- **TEXT EXTRACT**:
──────────

The Coast - there's only one "Coast" with a capital C in NZ - is one of the most romantic and fascinating areas in the country, especially if you're into nature tourism.
Indeed, in that case it is one of the richest of regions. The southern reaches of the West Coast are a World Heritage Park area . . . for very good reason: They are home to the world's only example of pre-dinosaur forest. More about that later.
A recovering wilderness is probably the best description of the region. Its history is that of extractive exploitation. Now don't read me wrong - I'm not an anti-mining and anti-milling nutter and, overall, mining and milling were probably good for The Coast. Without them there wouldn't be more than a few metres of mud track - no roads, no development and therefore no significant opportunity to explore today.
But no doubt about it, they have shaped both the past and the future of this long narrow strip sandwiched between the Tasman Sea and the sheer wall of the Southern Alps.

──────────

- **WRITTEN INSTRUCTION A**:
In the text on New Zealand's West Coast, list each thing the writer says would be missing, marked by the word "no", if there had been no mining and milling.

──────────

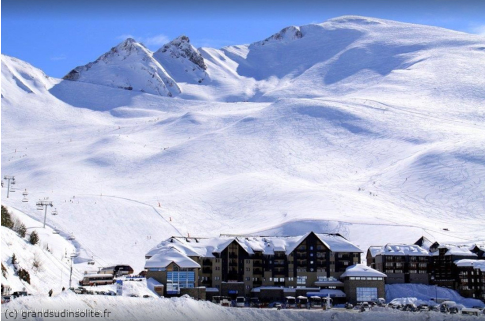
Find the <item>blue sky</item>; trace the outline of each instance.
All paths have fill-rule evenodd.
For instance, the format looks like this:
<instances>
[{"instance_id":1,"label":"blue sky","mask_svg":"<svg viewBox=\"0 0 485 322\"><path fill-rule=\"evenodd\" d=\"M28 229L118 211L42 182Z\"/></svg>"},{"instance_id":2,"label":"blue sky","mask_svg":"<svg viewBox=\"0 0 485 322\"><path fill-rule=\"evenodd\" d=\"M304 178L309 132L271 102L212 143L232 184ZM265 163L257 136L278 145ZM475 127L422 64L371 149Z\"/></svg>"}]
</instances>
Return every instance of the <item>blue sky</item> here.
<instances>
[{"instance_id":1,"label":"blue sky","mask_svg":"<svg viewBox=\"0 0 485 322\"><path fill-rule=\"evenodd\" d=\"M2 5L2 53L55 77L95 60L129 36L152 50L182 34L196 47L221 48L345 15L485 34L481 0L4 0Z\"/></svg>"}]
</instances>

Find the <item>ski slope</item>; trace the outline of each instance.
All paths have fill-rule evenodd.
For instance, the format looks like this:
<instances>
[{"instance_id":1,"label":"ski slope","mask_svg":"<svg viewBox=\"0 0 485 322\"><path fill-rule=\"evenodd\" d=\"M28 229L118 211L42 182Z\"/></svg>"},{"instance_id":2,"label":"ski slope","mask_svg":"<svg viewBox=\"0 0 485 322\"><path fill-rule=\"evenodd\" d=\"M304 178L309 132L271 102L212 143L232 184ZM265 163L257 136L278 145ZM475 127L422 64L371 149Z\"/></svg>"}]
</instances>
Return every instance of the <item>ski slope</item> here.
<instances>
[{"instance_id":1,"label":"ski slope","mask_svg":"<svg viewBox=\"0 0 485 322\"><path fill-rule=\"evenodd\" d=\"M167 64L172 97L103 83L111 65L77 81L2 55L1 171L17 183L2 202L41 222L35 201L52 200L48 225L75 236L80 272L92 258L138 273L174 235L313 230L364 251L423 235L484 241L484 48L483 36L342 17L198 48L201 83L201 70L173 71L193 62L165 55L184 60ZM127 64L146 80L136 56Z\"/></svg>"}]
</instances>

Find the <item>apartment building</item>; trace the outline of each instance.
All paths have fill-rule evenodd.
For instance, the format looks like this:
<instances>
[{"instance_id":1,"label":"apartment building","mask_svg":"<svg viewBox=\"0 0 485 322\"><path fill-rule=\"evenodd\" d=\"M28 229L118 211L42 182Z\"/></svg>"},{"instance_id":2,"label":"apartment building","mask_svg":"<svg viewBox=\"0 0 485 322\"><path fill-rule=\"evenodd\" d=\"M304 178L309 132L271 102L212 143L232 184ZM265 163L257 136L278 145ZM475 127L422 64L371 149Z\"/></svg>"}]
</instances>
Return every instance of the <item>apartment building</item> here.
<instances>
[{"instance_id":1,"label":"apartment building","mask_svg":"<svg viewBox=\"0 0 485 322\"><path fill-rule=\"evenodd\" d=\"M173 237L146 255L145 268L147 278L166 286L166 295L201 287L233 297L265 287L343 290L339 278L360 263L362 253L338 234Z\"/></svg>"},{"instance_id":2,"label":"apartment building","mask_svg":"<svg viewBox=\"0 0 485 322\"><path fill-rule=\"evenodd\" d=\"M429 282L429 252L413 244L388 244L369 248L367 265L387 275L386 283Z\"/></svg>"}]
</instances>

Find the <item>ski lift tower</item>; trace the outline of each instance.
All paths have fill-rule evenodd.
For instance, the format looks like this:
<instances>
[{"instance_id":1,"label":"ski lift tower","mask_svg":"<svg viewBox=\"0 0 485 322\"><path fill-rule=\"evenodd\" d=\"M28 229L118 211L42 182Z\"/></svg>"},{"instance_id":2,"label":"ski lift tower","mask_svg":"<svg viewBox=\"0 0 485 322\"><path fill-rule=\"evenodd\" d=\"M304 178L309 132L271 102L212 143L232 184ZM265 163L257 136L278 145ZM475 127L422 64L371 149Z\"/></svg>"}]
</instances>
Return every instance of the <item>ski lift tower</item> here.
<instances>
[{"instance_id":1,"label":"ski lift tower","mask_svg":"<svg viewBox=\"0 0 485 322\"><path fill-rule=\"evenodd\" d=\"M75 258L77 257L78 257L78 254L76 254L76 253L73 253L72 254L71 254L71 256L69 257L71 258L71 270L70 270L70 273L69 273L69 289L71 288L71 285L72 284L72 259Z\"/></svg>"},{"instance_id":2,"label":"ski lift tower","mask_svg":"<svg viewBox=\"0 0 485 322\"><path fill-rule=\"evenodd\" d=\"M35 203L35 206L37 206L37 209L39 210L44 210L44 228L45 228L46 219L47 218L47 207L49 206L51 207L53 207L52 202L45 199L43 200L37 201Z\"/></svg>"},{"instance_id":3,"label":"ski lift tower","mask_svg":"<svg viewBox=\"0 0 485 322\"><path fill-rule=\"evenodd\" d=\"M5 176L3 177L4 180L6 180L8 183L7 184L7 198L8 198L9 193L10 192L10 181L12 181L12 184L15 184L15 176ZM15 191L14 190L14 188L12 188L12 192L14 192Z\"/></svg>"}]
</instances>

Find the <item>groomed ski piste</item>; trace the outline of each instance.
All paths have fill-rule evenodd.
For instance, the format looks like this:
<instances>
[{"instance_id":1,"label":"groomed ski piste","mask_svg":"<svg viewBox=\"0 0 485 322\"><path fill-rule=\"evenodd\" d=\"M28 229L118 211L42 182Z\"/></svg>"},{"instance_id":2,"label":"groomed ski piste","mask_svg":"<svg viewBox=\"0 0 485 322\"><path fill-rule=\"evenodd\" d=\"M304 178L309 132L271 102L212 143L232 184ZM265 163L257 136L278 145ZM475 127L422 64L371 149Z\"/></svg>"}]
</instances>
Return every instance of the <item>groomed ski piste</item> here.
<instances>
[{"instance_id":1,"label":"groomed ski piste","mask_svg":"<svg viewBox=\"0 0 485 322\"><path fill-rule=\"evenodd\" d=\"M111 264L137 273L174 235L313 230L364 251L485 241L483 36L346 16L250 45L164 48L123 42L76 80L2 55L2 177L16 181L2 204L41 240L31 249L2 228L2 261L36 251L46 268L11 286L57 293L72 252L76 281ZM59 214L43 229L47 197Z\"/></svg>"}]
</instances>

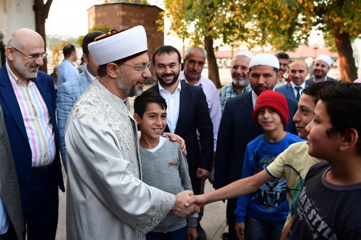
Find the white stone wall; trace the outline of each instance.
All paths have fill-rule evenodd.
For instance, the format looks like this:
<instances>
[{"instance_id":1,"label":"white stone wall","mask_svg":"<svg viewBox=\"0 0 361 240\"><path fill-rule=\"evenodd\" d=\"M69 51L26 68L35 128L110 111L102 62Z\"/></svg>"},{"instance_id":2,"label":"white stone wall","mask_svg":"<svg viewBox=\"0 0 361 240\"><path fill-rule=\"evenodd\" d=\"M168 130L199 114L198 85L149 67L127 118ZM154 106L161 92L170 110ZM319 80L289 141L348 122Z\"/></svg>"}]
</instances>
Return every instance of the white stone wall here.
<instances>
[{"instance_id":1,"label":"white stone wall","mask_svg":"<svg viewBox=\"0 0 361 240\"><path fill-rule=\"evenodd\" d=\"M5 44L13 32L27 28L35 30L34 0L0 0L0 31Z\"/></svg>"}]
</instances>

──────────

- **WRITTEN INSTRUCTION B**:
Collect every line of the entries that contains the string "piste", treating uppercase and lowercase as different.

- **COMPLETE RESPONSE A**:
- Roads
- Development
- Significant opportunity to explore today

- **COMPLETE RESPONSE B**:
Find the <item>groomed ski piste</item>; trace the outline of each instance.
[{"instance_id":1,"label":"groomed ski piste","mask_svg":"<svg viewBox=\"0 0 485 322\"><path fill-rule=\"evenodd\" d=\"M28 229L118 211L42 182Z\"/></svg>"},{"instance_id":2,"label":"groomed ski piste","mask_svg":"<svg viewBox=\"0 0 485 322\"><path fill-rule=\"evenodd\" d=\"M304 178L309 132L271 102L212 143L232 184ZM265 163L257 136L278 145ZM475 127L422 64L371 149Z\"/></svg>"}]
Return every instance of the <item>groomed ski piste</item> here.
[{"instance_id":1,"label":"groomed ski piste","mask_svg":"<svg viewBox=\"0 0 485 322\"><path fill-rule=\"evenodd\" d=\"M111 264L137 273L174 235L313 230L364 251L485 241L483 36L346 16L250 45L164 48L123 42L76 80L2 55L2 177L16 181L2 204L41 240L31 249L2 228L2 261L36 251L46 268L11 286L57 293L72 252L76 281ZM59 214L43 229L47 197Z\"/></svg>"}]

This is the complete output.